▶ [Extracted records]
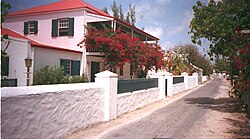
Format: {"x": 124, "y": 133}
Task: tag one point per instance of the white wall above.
{"x": 51, "y": 57}
{"x": 131, "y": 101}
{"x": 178, "y": 88}
{"x": 191, "y": 81}
{"x": 45, "y": 28}
{"x": 50, "y": 111}
{"x": 204, "y": 78}
{"x": 18, "y": 51}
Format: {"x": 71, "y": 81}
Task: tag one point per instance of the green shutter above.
{"x": 63, "y": 63}
{"x": 75, "y": 68}
{"x": 4, "y": 66}
{"x": 54, "y": 28}
{"x": 25, "y": 28}
{"x": 36, "y": 26}
{"x": 71, "y": 27}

▶ [What you will do] The answer is the line with "Task: tag one point per instance of the white" plus every line after it to the last line of the entries above, copied exactly and with no other lines.

▶ [Solution to this task]
Task: tag one point per instance of the white wall above.
{"x": 51, "y": 57}
{"x": 131, "y": 101}
{"x": 178, "y": 88}
{"x": 191, "y": 81}
{"x": 45, "y": 28}
{"x": 50, "y": 111}
{"x": 204, "y": 78}
{"x": 18, "y": 51}
Format: {"x": 71, "y": 81}
Task: tag one point per instance of the green shutter above.
{"x": 63, "y": 63}
{"x": 75, "y": 68}
{"x": 4, "y": 66}
{"x": 54, "y": 28}
{"x": 25, "y": 28}
{"x": 36, "y": 26}
{"x": 71, "y": 27}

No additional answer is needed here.